═════ Supplied passage ═════

Last week Ohio Governor Mike DeWine, First Lady Fran DeWine, Ohio State University President Kristina Johnson, Opportunities for Ohioans with Disabilities Director Kevin Miller, and many others visited Assistive Technology of Ohio. AT Ohio Executive Director Dr. Bill Darling provided an update on the latest technology to assist Ohioans with disabilities to become employed and/or be more independent and interactive in their homes and communities.
Mr. Brad Whitmoyer – a small businessperson with a disability who is nonverbal – showed us how he uses current technology to communicate and run his own business. Mr. Whitmoyer uses the Accent 1400 AAC device from Prentke Romich. It is an interactive computer where he selects icons that correspond to words that allow him to quickly build complete sentences. He uses a combination of eye-gaze technology and a switch to select the appropriate icon.
This meeting brings several important issues to mind that I wish to highlight.
First, as an Ohioan with a disability, it is good to be represented by elected and appointed folks who have spent many years directly working with people with disabilities, advocates, and many others, supporting our full participation in employment and our communities. FYI, longtime advocates like me remember, as a U.S. Senator, Mike DeWine helped author the original 1999 Workforce Investment Act that ensured that all employment programs work with the Vocational Rehabilitation program for people with disabilities leading to more employment opportunities and additional support for independent living programs.
Next, with the utmost reverence for the over 580,000 Americans who have died from COVID – 19 and many, many more with long-term illness, I submit that we must not forget or relinquish all the societal and technological advances that have come to the forefront and been widely accepted.

═════ The data ═════

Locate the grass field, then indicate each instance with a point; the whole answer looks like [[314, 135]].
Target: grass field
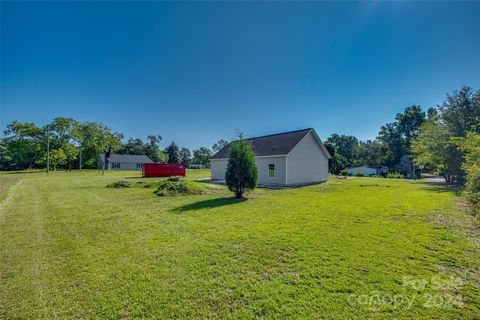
[[357, 248]]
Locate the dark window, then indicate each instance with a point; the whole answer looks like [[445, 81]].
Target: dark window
[[271, 170]]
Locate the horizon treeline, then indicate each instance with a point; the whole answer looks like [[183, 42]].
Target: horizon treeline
[[74, 145]]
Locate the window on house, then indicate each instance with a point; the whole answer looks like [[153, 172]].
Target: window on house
[[271, 170]]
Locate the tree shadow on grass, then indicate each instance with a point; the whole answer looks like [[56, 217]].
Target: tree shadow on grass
[[208, 204]]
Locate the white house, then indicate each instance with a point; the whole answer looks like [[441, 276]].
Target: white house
[[123, 161], [283, 159]]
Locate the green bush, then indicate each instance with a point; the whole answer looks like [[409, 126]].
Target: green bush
[[119, 184], [176, 186], [242, 172], [395, 175]]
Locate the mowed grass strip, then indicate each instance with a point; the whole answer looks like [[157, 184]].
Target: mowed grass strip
[[72, 248]]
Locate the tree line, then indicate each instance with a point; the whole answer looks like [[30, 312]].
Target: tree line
[[444, 139], [428, 138], [73, 144]]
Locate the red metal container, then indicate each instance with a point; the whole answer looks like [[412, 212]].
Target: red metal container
[[163, 170]]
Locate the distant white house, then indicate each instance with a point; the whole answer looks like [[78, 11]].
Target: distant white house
[[122, 161], [284, 159], [367, 171]]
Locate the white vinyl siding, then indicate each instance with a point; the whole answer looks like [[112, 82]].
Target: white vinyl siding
[[307, 162], [271, 170]]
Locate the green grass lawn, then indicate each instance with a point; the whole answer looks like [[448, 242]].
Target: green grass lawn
[[72, 249]]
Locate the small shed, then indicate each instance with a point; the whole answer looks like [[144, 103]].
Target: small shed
[[122, 162], [366, 170]]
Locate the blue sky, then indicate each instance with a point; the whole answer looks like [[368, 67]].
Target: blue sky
[[194, 72]]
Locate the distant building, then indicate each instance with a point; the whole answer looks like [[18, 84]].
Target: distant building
[[367, 171], [283, 159], [122, 161]]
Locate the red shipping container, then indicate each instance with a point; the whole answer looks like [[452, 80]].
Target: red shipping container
[[163, 170]]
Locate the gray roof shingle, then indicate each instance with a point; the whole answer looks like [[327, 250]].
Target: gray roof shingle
[[274, 144], [127, 158]]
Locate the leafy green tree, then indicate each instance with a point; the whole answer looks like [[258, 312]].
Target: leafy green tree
[[392, 144], [152, 149], [71, 154], [173, 152], [25, 144], [219, 145], [460, 112], [431, 145], [6, 162], [57, 157], [185, 156], [242, 172], [94, 138], [409, 122], [345, 147], [369, 153], [335, 165], [470, 145], [202, 156], [133, 146]]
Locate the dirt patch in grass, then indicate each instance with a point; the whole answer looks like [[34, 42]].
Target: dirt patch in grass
[[120, 184]]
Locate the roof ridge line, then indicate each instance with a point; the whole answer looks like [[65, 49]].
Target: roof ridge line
[[277, 134]]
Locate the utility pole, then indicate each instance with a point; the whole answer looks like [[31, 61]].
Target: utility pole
[[48, 149]]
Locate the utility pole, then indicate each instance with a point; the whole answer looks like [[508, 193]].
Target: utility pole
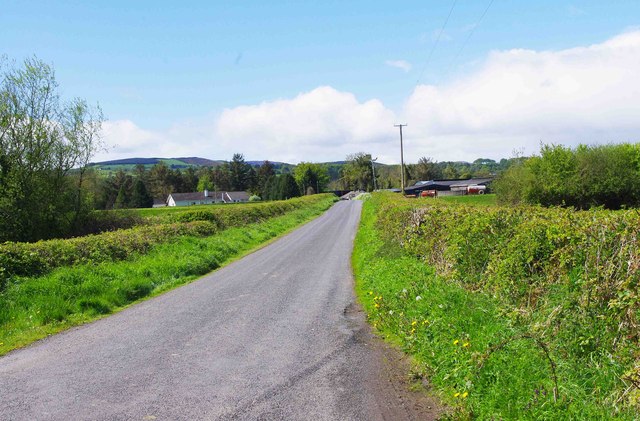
[[373, 170], [401, 157]]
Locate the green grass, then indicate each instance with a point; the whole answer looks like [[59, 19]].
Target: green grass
[[172, 210], [473, 199], [32, 308], [481, 361]]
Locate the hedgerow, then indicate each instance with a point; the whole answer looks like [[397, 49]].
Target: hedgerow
[[29, 259], [35, 306], [549, 293]]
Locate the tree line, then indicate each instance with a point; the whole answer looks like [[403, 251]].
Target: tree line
[[581, 177]]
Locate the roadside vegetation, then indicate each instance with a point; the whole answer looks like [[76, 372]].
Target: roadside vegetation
[[510, 313], [581, 177], [51, 285], [472, 200]]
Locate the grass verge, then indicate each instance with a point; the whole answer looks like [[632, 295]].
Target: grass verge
[[483, 361], [34, 307]]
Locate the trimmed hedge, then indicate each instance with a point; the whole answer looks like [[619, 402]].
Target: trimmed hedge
[[566, 279], [29, 259]]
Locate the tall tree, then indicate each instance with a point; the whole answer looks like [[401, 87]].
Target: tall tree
[[42, 140], [265, 172], [426, 169], [240, 173], [357, 173], [311, 175]]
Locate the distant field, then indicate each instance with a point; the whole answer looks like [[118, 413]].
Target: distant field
[[52, 285], [165, 210]]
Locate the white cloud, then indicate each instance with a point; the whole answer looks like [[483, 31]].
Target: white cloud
[[512, 101], [521, 97], [323, 124], [399, 64]]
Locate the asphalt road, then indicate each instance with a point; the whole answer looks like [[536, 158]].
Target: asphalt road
[[273, 336]]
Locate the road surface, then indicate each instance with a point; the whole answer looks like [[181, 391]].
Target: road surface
[[273, 336]]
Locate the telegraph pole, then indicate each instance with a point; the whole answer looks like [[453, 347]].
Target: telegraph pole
[[373, 170], [401, 157]]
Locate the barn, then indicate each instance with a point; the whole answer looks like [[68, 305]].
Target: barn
[[445, 187]]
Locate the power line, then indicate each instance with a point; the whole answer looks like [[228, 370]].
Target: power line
[[464, 44], [436, 43]]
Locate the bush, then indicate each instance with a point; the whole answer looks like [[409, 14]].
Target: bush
[[559, 281], [29, 259], [584, 177]]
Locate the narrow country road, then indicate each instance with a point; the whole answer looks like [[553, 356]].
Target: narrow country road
[[273, 336]]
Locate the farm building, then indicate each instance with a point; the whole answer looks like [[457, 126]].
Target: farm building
[[447, 186], [206, 198]]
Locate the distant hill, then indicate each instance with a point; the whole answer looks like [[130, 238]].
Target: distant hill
[[201, 162]]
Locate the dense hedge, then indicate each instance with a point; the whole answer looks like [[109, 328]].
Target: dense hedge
[[28, 259], [569, 280], [581, 177]]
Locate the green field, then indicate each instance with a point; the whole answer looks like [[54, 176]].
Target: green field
[[96, 284]]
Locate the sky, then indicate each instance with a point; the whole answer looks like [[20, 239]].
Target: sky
[[316, 81]]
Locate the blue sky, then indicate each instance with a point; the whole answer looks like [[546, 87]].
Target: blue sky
[[307, 80]]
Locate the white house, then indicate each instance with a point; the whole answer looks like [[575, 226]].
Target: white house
[[206, 198]]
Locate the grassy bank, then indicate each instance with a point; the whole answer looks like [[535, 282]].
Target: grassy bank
[[34, 307], [506, 315]]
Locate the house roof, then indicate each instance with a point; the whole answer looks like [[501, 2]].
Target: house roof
[[212, 195], [181, 197], [238, 195], [435, 184]]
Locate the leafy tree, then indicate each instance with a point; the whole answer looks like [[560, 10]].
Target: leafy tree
[[312, 175], [282, 187], [357, 173], [42, 141], [240, 173], [205, 182], [160, 181], [427, 169], [265, 172], [587, 176], [140, 197], [221, 177]]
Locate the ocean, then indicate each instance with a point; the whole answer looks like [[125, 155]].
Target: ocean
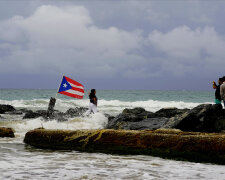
[[20, 161]]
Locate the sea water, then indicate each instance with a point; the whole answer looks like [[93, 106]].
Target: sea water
[[20, 161]]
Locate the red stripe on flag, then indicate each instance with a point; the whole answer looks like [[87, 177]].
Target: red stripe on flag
[[77, 89], [71, 95], [74, 82]]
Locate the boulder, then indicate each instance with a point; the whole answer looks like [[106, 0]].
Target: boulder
[[149, 123], [6, 108], [169, 112], [6, 132], [30, 114], [75, 112], [128, 116], [203, 118], [173, 144]]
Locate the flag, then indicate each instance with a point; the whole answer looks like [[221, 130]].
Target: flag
[[71, 88]]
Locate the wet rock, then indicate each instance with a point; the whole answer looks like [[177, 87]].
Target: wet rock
[[150, 124], [169, 112], [6, 108], [30, 114], [166, 143], [75, 112], [203, 118], [16, 112], [135, 119], [6, 132]]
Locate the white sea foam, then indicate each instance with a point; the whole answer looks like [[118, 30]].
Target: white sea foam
[[114, 106], [94, 121]]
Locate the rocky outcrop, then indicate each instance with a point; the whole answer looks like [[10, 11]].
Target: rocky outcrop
[[6, 132], [75, 112], [166, 143], [6, 108], [140, 119], [60, 116], [203, 118]]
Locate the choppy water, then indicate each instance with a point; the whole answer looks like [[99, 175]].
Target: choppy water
[[18, 161]]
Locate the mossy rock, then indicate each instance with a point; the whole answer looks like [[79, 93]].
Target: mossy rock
[[175, 144], [6, 132]]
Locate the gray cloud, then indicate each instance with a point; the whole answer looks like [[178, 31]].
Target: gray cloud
[[154, 40]]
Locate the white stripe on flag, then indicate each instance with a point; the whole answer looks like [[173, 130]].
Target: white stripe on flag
[[75, 92], [80, 87]]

═════

§ **Work request 1**:
In the passage about the visit to Assistive Technology of Ohio, which device does Brad Whitmoyer use to communicate?
§ **Work request 2**:
Pick up the passage about the visit to Assistive Technology of Ohio after its final sentence and write what comes next.

§ **Exercise result 1**:
The Accent 1400 AAC device from Prentke Romich.

§ **Exercise result 2**:
For most of my life, working from home was forbidden (no job if you can’t be in the office) or required special permission and many, many human resources forms to be sure it was allowed. Now, suddenly, not only is working from home necessary to keep us all healthy; it is also a “great new idea” to increase productivity.
Of course, this is where technology comes in. A myriad of creative and assistive technology has given all of us new ways to work, communicate, learn, and interact on a daily basis. Because of this – and a once in a century pandemic – society worked out what people with disabilities have done all our lives, figured out more than one way to achieve something in our work, our community, and our lives.
Governor DeWine’s visit reminded me that we have elected & appointed officials who know, support, and are constantly learning new ways for us to achieve independence and employment in our communities to the full extent of our abilities – And we need more of them.
Finally, since it seems we have now “learned” that with technology and ingenuity there are many ways to work, learn, communicate, and interact with each other; we cannot and will not return to “the way it was before”.
If you want a job, to attend a meeting, communicate with family & friends, be independent to the full extent of your abilities, and help in learning and growing new abilities, don’t allow anyone to say you/we can’t do it.
Suggest a way that works for you. Ask for help or an accommodation to figure out a way to do it. Talk about your abilities and all the things you can do.
Times and technology will constantly change. The pandemic simply accelerated some of that change.
We will not go back. There is no going back.